▸ **Job 1**
In the pipeline processor documentation, what condition must hold when delete_fields is given more than one resource?
▸ **Job 2**
Echo the part of the pipeline processor documentation starting with "Deleting country_name and" and going on through "into targeted field.".

▸ **Text segment**
Delete fields (columns) from streamed resources

delete_fields accepts a list of resources and list of fields to remove

Note: if multiple resources provided, all of them should contain all fields to delete

Parameters:

Examples:

Deleting country_name and census_2000 columns from world_population resource:

- run: delete_fields
  parameters:
    resources: world_population
    fields:
      - country_name
      - census_2000

add_computed_field

Add field(s) to streamed resources

add_computed_field accepts a list of resources and fields to add to existing resource. It will output the rows for each resource with new field(s) (columns) in it. add_computed_field allows to perform various operations before inserting value into targeted field.

Parameters:

Examples:

Following example adds 4 new field to salaries resource

run: add_computed_field
parameters:
  resources: salaries
  fields:
    -
      operation: sum
      target: total
      source:
        - jan
        - feb
        - may
    -
      operation: avg
      target: average
      source:
        - jan
        - feb
        - may
    -
      operation: format
      target: full_name
      with: '{first_name} {last_name}'
    -
      operation: constant
      target: status
      with: single

We have one resource (salaries) with data that looks like:

first_name last_name jan feb mar
John Doe 100 200 300
...

The resulting dataset could look like:

first_name last_name last_name jan feb mar average total status
John Doe John Doe 100 200 300 200 600 single
...

find_replace

find and replace string or pattern from field(s) values

Parameters:

Examples:

Following example replaces field values using regular expression and exact string patterns

run: find_replace
parameters:
  resources: dates
  fields:
    -
      name: year
      patterns:
        -
          find: ([0-9]{4})( \(\w+\))
          replace: \1
    -
      name: quarter
      patterns:
        -
          find: Q1
          replace: '03-31'
        -
          find: Q2
          replace: '06-31'
        -
          find: Q3
          replace: '09-30'
        -
          find: Q4
          replace: '12-31'

We have one resource (dates) with data that looks like:

year quarter
2000 (1) 2000-Q1
...

▸ **Data entries**
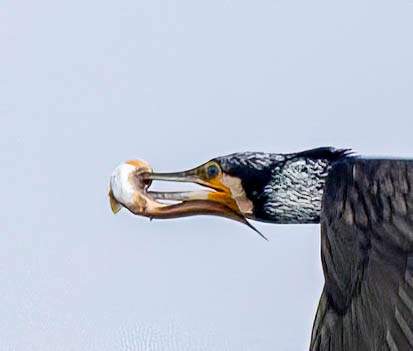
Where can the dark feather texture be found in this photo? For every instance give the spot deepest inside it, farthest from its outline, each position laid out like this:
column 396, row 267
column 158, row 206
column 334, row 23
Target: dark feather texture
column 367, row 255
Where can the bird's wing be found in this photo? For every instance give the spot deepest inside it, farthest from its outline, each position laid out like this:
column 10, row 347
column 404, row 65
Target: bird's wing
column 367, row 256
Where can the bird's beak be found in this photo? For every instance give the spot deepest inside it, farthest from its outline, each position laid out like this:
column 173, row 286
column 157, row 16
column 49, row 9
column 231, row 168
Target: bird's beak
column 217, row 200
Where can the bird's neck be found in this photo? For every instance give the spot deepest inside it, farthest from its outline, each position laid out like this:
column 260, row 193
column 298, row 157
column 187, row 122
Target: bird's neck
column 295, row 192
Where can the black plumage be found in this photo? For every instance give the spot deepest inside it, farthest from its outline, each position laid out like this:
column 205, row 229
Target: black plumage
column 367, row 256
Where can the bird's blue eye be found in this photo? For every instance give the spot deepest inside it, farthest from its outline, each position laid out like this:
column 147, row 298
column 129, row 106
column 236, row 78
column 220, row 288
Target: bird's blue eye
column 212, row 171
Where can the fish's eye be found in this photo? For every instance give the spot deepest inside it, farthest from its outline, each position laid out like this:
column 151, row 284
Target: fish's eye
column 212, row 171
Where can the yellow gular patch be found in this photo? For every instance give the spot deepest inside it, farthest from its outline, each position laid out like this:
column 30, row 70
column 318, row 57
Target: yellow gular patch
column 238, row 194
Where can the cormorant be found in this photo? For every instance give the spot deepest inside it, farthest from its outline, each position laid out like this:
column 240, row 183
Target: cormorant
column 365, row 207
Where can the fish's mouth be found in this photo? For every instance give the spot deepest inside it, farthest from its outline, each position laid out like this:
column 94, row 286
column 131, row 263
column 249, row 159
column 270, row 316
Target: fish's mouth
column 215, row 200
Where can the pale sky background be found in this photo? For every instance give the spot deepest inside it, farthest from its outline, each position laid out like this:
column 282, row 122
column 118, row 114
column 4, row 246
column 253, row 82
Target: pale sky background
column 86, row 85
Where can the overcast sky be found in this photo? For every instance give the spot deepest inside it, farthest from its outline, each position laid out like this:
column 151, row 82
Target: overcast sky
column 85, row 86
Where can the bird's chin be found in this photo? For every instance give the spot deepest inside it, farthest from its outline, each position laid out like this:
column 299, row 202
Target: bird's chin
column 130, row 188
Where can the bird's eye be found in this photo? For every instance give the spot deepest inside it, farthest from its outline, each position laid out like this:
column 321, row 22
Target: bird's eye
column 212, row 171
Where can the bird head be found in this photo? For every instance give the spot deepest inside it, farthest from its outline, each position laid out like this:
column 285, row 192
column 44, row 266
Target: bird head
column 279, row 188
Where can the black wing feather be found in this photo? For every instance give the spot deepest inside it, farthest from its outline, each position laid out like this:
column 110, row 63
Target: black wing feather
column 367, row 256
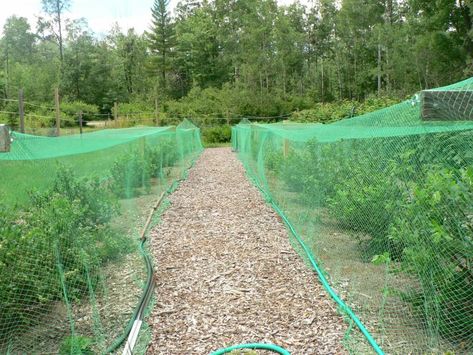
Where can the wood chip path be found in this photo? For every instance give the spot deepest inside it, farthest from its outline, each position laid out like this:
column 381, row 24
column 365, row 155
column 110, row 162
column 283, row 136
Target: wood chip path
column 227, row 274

...

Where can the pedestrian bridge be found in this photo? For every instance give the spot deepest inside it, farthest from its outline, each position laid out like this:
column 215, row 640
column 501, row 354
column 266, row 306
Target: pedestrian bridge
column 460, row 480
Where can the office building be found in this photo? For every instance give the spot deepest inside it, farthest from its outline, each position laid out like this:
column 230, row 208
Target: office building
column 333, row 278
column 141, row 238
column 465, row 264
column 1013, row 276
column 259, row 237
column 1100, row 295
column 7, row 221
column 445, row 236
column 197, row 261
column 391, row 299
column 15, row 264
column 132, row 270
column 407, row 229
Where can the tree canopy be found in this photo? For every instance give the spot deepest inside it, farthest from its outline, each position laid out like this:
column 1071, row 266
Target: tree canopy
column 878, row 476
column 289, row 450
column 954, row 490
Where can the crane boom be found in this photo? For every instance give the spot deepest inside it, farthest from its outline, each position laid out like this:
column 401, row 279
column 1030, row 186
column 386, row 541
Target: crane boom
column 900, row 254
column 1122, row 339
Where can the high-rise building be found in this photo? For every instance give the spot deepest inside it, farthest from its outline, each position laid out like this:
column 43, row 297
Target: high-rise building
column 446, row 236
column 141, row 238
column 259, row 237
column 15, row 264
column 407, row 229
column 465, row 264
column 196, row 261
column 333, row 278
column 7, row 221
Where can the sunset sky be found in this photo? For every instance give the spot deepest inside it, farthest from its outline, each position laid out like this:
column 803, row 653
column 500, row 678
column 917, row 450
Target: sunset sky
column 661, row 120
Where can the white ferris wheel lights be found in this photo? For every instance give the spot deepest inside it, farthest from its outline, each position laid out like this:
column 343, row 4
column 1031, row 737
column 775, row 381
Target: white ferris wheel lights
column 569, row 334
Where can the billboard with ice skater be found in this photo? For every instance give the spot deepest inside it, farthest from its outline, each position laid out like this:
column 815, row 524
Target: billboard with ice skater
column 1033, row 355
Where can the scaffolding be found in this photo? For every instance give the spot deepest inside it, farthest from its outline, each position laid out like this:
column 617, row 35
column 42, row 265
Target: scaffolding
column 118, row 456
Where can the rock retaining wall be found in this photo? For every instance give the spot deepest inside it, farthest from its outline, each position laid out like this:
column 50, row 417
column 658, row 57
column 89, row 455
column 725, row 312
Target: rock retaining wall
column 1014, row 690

▸ **Final result 1**
Every one of those resources must contain all of the fields to be deleted.

▸ **Final result 2**
Deleting country_name and census_2000 columns from world_population resource:

- run: delete_fields
  parameters:
    resources: world_population
    fields:
      - country_name
      - census_2000

add_computed_field

Add field(s) to streamed resources

add_computed_field accepts a list of resources and fields to add to existing resource. It will output the rows for each resource with new field(s) (columns) in it. add_computed_field allows to perform various operations before inserting value into targeted field.